■ WHAT YOU WILL DO
Transcribe exactly the lines from the one containing "Where can the stone church" through the last line of the listing below, inclusive, and nothing beyond them.

RECORDED DATA START

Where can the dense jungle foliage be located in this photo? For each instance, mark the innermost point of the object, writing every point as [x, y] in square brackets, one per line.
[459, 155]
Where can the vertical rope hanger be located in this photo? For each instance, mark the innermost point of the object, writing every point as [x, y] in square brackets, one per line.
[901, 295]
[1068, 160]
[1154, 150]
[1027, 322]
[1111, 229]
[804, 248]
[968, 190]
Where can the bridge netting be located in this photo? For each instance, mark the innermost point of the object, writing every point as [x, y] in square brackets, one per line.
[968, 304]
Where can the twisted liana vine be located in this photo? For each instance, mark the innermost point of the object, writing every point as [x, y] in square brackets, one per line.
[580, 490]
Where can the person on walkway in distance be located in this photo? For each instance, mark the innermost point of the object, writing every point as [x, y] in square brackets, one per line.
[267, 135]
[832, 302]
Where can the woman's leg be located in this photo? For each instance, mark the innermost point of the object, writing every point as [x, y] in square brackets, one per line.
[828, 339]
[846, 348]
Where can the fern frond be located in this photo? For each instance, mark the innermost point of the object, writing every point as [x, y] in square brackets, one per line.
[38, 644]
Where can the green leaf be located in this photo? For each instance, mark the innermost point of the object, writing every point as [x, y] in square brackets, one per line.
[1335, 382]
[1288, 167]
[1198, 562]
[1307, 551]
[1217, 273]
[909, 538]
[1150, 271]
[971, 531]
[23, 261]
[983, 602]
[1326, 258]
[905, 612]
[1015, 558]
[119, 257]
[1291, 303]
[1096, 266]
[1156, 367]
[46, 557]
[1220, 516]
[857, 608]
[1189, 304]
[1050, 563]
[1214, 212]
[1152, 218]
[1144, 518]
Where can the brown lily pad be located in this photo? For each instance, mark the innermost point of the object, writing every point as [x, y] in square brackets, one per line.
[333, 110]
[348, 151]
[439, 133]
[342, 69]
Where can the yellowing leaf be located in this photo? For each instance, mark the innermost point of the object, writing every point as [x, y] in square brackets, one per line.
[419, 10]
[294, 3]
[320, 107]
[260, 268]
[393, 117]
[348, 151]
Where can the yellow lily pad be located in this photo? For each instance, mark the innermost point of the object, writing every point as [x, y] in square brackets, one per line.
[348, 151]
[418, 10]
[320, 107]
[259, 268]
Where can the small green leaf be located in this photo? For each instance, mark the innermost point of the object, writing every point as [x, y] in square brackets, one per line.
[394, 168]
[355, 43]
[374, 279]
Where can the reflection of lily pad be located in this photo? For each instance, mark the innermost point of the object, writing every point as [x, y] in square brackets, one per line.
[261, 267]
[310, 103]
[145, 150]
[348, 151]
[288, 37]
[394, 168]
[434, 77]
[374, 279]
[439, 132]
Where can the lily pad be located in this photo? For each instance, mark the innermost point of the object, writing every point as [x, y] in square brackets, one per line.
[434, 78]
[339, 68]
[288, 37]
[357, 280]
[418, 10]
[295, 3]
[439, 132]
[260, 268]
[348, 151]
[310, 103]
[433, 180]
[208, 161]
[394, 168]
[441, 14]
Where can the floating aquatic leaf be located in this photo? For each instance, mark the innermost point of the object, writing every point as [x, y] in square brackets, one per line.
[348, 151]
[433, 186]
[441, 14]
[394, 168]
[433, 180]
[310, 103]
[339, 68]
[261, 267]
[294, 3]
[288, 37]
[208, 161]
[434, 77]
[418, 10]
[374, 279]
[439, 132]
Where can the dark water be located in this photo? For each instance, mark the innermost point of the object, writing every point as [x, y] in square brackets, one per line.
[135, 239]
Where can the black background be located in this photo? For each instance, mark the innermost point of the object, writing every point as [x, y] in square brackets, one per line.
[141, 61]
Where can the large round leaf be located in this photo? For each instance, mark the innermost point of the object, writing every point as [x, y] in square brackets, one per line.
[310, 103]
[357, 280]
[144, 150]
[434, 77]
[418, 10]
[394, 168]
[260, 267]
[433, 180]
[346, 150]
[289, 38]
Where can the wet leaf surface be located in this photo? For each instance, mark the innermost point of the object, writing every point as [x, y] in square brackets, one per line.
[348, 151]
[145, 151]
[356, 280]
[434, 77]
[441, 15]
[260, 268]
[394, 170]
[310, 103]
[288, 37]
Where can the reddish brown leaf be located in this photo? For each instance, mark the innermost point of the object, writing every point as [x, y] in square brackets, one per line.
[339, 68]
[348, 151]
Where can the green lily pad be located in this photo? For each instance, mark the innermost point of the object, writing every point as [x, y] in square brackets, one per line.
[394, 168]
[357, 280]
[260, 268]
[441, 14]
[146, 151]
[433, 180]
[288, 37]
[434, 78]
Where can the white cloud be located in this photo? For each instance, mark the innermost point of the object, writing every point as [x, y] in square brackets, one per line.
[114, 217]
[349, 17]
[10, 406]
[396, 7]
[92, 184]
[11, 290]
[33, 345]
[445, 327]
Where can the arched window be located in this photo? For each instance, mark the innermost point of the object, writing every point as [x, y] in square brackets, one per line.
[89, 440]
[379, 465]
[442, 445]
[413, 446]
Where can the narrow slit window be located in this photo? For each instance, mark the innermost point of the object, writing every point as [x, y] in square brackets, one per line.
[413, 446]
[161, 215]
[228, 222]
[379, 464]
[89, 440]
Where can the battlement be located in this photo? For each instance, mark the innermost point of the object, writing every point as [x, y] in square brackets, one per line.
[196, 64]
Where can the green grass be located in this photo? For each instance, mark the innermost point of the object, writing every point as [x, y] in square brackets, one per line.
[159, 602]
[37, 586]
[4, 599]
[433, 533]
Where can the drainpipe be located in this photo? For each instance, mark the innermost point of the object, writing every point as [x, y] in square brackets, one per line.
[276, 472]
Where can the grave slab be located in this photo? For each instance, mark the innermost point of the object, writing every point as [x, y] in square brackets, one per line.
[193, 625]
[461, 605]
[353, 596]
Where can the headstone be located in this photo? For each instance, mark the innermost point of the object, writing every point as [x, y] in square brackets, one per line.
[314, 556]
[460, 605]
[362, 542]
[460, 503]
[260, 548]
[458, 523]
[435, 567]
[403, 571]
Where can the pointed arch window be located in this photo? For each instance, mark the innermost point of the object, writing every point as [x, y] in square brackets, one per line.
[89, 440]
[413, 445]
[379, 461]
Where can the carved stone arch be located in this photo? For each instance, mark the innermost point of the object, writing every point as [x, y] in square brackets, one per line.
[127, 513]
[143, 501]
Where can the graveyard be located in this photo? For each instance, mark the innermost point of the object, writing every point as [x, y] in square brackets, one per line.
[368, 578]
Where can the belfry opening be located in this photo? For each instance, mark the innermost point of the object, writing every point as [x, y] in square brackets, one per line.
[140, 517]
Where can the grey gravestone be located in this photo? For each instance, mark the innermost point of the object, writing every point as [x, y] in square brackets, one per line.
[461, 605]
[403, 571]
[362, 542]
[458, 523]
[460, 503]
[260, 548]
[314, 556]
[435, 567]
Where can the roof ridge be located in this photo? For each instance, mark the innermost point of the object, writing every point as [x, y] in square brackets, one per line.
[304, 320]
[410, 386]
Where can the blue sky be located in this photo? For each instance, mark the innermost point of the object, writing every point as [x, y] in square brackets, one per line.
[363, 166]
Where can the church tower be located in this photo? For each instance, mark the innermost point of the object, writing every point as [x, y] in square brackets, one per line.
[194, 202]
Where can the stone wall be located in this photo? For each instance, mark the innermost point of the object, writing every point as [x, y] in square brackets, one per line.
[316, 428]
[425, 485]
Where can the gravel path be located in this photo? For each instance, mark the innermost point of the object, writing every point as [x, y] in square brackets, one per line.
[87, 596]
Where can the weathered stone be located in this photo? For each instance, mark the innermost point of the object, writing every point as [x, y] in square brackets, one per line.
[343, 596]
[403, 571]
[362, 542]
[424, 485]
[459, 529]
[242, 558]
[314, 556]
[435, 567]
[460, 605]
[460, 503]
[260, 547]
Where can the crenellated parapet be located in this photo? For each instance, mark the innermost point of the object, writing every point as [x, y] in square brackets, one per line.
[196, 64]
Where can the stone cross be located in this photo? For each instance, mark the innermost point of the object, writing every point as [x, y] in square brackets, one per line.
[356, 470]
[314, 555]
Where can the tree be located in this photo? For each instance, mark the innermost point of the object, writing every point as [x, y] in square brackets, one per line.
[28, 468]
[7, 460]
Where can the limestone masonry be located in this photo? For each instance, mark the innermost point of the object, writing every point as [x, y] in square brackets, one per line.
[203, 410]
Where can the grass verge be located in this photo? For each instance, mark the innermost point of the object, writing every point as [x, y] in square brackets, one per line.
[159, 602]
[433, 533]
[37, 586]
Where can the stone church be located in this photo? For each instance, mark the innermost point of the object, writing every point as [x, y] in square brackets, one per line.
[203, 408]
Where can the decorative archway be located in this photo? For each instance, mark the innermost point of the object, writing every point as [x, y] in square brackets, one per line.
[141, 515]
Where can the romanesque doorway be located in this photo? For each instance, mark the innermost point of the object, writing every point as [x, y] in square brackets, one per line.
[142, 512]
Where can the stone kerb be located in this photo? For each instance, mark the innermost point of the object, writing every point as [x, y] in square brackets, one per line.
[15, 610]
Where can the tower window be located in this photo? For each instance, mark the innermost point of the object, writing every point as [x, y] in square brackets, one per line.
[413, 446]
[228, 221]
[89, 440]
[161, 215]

RECORDED DATA END

■ SOLUTION FOR THIS PROBLEM
Where can the stone church be located in this photo? For each instance, mark the innermost point of the object, writing every point as [x, y] in square brackets, one per line.
[203, 408]
Where can the decorative archway be located in this photo? For each instance, mark the innermost point of the object, writing every point as [x, y] in square brackets, one per line.
[141, 515]
Where can the romanesque doorway be located in this photo? For each instance, mark the innermost point of the object, writing every point as [x, y] in square brackets, one per line.
[142, 512]
Where can the stone kerb be located in this photo? For each instance, mark the innermost point of the object, writing every point as [x, y] in square brackets, one per line.
[15, 610]
Where can the tower window be located in this photo? For each instance, mark the innermost point of the object, writing every point as [x, y] in square brackets, one per line.
[413, 446]
[228, 221]
[89, 440]
[161, 215]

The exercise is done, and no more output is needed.